[Begin]

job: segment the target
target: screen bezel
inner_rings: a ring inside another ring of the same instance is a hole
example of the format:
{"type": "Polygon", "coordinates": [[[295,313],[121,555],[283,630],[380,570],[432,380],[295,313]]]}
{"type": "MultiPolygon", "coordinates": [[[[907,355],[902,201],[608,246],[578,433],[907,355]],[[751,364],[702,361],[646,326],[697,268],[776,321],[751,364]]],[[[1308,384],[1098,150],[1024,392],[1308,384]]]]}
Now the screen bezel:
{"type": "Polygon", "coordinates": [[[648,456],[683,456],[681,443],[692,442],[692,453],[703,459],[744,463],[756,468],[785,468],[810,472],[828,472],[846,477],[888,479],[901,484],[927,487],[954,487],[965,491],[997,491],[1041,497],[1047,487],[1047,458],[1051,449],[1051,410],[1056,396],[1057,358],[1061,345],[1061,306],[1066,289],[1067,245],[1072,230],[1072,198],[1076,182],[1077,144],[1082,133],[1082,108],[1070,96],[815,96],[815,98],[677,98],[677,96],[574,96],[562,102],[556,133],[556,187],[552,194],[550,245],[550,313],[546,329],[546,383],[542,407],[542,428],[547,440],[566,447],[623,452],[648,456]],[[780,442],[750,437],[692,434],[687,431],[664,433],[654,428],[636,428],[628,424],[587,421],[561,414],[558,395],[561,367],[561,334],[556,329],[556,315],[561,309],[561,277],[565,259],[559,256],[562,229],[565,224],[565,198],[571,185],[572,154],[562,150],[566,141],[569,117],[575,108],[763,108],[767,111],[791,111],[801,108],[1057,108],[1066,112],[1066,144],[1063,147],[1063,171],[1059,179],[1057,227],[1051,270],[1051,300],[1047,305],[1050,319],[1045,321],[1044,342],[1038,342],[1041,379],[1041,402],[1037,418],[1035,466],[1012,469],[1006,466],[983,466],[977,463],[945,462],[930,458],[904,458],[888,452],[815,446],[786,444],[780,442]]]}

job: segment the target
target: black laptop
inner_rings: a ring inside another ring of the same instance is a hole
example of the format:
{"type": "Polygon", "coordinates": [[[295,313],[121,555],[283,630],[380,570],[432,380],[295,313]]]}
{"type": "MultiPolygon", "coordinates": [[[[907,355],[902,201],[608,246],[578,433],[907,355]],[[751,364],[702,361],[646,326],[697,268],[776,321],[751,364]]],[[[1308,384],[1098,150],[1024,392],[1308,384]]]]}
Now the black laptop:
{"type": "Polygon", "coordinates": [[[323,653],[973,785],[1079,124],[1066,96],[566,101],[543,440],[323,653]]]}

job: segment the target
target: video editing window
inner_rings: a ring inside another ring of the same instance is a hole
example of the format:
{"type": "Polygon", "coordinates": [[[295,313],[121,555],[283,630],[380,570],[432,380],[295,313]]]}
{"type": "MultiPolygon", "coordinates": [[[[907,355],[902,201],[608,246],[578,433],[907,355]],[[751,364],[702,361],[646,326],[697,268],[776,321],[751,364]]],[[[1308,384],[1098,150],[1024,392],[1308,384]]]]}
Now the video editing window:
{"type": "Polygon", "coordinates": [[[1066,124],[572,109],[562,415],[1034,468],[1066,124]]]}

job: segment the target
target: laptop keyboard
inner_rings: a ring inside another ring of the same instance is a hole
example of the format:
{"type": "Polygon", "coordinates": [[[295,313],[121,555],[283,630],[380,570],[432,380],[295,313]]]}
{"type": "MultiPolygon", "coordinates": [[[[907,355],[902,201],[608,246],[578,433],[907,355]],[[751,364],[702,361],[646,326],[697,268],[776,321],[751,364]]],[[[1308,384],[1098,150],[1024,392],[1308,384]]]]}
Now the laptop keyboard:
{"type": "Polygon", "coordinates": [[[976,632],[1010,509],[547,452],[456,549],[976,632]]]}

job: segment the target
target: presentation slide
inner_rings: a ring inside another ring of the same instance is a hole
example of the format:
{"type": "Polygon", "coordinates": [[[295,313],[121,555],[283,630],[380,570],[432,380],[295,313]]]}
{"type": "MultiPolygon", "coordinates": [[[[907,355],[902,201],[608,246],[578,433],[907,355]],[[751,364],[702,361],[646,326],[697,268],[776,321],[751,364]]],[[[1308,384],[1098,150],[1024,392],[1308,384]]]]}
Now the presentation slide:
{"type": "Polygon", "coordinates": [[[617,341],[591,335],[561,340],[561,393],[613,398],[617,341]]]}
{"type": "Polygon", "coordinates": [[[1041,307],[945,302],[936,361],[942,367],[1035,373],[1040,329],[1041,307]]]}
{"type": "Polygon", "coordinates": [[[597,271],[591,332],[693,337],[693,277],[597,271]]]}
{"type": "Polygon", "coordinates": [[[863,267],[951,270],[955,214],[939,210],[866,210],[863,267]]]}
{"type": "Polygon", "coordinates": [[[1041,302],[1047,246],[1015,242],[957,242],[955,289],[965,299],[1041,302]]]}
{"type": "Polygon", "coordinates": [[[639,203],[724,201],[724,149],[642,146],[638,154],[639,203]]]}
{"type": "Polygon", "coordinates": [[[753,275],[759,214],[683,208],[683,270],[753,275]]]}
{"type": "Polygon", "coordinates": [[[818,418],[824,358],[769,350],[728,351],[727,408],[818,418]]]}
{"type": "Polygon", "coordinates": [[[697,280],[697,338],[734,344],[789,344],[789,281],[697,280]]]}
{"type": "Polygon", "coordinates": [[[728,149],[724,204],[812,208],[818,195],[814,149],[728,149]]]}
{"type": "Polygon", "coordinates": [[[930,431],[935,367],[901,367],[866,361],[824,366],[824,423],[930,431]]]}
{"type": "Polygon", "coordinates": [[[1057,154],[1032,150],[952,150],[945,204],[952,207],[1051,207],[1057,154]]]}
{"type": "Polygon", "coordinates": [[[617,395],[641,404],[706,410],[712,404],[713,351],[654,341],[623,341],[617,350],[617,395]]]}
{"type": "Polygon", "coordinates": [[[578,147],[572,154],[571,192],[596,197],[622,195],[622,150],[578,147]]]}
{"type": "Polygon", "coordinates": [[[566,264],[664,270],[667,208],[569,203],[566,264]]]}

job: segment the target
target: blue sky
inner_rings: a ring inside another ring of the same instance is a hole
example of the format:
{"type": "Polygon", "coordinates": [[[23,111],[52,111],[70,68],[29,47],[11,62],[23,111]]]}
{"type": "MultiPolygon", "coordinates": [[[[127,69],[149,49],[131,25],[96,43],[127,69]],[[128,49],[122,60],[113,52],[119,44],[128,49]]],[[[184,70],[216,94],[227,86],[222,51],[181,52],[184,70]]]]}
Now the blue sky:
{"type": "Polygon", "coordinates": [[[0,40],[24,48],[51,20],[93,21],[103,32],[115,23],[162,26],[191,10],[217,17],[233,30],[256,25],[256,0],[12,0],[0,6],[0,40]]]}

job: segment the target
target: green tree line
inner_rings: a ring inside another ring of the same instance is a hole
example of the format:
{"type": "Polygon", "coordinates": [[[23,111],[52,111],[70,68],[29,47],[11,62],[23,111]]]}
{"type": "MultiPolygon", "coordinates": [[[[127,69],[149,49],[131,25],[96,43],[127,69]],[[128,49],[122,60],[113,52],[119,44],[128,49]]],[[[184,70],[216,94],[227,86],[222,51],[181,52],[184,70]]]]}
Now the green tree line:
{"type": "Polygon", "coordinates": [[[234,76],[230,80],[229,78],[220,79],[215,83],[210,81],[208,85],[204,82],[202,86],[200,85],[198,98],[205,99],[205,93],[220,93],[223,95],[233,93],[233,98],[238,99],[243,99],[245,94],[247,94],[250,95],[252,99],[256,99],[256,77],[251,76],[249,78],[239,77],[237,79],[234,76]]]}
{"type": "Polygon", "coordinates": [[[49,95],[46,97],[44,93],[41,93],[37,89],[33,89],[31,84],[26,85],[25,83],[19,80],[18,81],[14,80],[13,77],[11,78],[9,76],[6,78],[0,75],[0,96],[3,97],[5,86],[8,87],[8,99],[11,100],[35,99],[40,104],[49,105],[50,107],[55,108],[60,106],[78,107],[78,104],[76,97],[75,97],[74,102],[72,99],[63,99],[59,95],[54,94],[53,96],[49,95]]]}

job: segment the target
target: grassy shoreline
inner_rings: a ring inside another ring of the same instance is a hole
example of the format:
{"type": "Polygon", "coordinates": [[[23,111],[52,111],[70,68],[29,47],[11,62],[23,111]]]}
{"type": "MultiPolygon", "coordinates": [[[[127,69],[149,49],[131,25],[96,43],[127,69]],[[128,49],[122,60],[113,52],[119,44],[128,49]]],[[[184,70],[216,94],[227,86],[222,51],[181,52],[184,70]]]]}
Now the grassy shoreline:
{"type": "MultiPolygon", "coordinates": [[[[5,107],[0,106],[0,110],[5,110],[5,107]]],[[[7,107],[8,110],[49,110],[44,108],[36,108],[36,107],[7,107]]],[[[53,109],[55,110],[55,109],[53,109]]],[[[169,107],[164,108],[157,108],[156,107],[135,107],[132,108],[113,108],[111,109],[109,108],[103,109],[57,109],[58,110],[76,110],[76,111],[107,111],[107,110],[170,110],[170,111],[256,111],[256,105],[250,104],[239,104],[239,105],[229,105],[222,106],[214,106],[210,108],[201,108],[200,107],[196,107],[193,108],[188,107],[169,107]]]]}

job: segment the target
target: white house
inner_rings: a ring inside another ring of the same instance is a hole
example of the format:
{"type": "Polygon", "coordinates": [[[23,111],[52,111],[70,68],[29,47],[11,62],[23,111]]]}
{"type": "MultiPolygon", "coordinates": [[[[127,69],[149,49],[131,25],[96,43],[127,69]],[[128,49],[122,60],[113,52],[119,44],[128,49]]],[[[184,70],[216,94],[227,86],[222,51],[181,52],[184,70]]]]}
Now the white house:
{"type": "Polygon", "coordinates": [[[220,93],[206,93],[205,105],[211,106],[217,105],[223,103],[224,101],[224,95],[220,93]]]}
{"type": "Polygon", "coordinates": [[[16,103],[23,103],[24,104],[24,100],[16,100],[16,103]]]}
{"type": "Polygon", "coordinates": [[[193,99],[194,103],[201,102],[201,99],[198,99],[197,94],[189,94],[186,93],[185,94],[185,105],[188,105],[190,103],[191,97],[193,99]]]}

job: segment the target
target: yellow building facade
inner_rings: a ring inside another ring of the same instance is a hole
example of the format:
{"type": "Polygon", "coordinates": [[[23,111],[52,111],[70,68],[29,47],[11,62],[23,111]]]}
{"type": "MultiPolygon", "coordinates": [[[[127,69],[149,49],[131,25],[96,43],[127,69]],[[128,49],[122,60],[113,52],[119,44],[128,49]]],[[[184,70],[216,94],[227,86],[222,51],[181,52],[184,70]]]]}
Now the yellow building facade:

[End]

Render the items, from their start through the line containing "Now the screen", as a Markdown table with a Row column numbering each line and a Text column holding it. Leave out blank lines.

| Row | Text |
|---|---|
| 1 | job: segment the target |
| 2 | target: screen bezel |
| 3 | inner_rings: a ring inside another ring of the same instance is a hole |
| 4 | example of the format: |
| 5 | {"type": "Polygon", "coordinates": [[[295,313],[121,555],[283,630],[380,570],[432,380],[295,313]]]} |
| 6 | {"type": "MultiPolygon", "coordinates": [[[[907,355],[902,201],[608,246],[578,433],[907,355]],[[751,364],[702,361],[646,326],[697,268],[776,321],[751,364]]],[[[1308,384],[1098,150],[1024,392],[1308,384]]]]} |
| 7 | Now the screen bezel: |